Work item
Below are some entries. Copy each line that holds the string "metal".

Supplied material section start

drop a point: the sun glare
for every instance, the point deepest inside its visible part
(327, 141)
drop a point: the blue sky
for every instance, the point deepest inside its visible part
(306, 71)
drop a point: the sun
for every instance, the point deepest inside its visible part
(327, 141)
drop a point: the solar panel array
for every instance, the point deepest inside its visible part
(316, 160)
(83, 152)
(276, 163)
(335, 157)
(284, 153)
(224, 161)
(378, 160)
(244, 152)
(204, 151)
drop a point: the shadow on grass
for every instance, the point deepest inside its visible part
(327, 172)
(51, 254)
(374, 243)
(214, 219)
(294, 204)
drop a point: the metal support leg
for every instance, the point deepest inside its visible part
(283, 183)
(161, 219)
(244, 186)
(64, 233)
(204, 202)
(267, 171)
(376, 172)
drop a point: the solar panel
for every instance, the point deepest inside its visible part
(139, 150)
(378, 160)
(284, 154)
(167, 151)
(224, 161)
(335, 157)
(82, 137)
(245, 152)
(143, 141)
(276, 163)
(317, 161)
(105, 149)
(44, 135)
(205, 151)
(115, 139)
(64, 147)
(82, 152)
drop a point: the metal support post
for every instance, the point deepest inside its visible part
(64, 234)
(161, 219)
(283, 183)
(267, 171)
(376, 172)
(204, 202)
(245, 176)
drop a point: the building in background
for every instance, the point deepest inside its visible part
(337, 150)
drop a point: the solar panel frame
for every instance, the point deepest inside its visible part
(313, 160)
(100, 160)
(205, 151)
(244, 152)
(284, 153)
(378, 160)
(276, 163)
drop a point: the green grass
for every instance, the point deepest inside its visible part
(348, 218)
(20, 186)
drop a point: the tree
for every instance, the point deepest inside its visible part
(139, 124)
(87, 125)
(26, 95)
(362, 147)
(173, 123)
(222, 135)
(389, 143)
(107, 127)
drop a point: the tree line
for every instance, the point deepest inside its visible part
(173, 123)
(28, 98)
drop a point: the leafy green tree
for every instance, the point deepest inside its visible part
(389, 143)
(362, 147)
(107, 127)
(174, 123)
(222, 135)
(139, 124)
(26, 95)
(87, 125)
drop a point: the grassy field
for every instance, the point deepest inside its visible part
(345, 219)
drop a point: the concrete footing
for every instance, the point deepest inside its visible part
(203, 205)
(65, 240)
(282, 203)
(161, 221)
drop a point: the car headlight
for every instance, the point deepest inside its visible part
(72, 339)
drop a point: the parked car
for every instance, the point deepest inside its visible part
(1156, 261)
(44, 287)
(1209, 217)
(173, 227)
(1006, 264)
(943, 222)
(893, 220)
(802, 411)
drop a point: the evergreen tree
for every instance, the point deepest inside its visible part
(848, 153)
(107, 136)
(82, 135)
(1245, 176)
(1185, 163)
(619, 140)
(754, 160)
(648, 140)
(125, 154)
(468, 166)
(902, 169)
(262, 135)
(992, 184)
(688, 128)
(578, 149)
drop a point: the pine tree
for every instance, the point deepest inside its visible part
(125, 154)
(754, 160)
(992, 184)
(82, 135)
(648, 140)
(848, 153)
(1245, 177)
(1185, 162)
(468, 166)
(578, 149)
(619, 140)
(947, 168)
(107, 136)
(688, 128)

Supplied material section end

Answer to the exercise
drop a point: the metal support leg
drop a point: the metal support post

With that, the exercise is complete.